Pointing and labeling lines:

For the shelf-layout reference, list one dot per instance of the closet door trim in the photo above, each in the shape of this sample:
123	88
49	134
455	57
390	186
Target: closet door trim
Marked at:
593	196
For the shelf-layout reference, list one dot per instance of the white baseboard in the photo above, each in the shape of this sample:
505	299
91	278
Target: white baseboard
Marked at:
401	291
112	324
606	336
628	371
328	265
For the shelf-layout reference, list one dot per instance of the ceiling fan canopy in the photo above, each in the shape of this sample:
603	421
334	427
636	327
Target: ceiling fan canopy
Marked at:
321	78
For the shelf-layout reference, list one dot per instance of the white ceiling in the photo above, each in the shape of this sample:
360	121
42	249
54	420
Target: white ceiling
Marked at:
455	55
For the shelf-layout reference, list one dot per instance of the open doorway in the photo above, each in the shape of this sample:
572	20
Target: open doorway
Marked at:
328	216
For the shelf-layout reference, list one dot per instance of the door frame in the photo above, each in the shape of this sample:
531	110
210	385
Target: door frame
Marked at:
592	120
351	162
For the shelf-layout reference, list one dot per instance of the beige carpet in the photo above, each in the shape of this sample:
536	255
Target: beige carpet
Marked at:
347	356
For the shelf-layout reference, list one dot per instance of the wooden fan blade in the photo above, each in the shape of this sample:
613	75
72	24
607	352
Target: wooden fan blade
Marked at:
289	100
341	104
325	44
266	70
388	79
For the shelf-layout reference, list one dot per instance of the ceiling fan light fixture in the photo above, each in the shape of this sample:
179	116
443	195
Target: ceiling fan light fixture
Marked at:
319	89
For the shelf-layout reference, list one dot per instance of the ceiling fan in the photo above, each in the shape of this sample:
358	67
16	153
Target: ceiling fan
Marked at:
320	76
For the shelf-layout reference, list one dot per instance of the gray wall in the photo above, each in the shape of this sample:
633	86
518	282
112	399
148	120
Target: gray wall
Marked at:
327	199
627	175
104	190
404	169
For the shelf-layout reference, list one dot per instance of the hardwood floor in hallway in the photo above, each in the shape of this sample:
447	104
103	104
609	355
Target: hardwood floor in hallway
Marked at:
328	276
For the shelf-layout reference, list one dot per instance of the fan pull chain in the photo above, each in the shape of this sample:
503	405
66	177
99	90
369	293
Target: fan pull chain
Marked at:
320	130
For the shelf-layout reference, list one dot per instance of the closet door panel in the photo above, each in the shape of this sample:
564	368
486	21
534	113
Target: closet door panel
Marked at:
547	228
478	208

Given instruction:
Reproduce, unchanged, the lines above, starting at the line that contains "door panel in" and continuing through the final line.

Solution:
For the shelf-layout reference, list one dot per instance of the closet door panel in the photo above, each in the shape of this sample:
564	368
486	21
534	113
Target: closet door panel
Marked at:
547	228
478	208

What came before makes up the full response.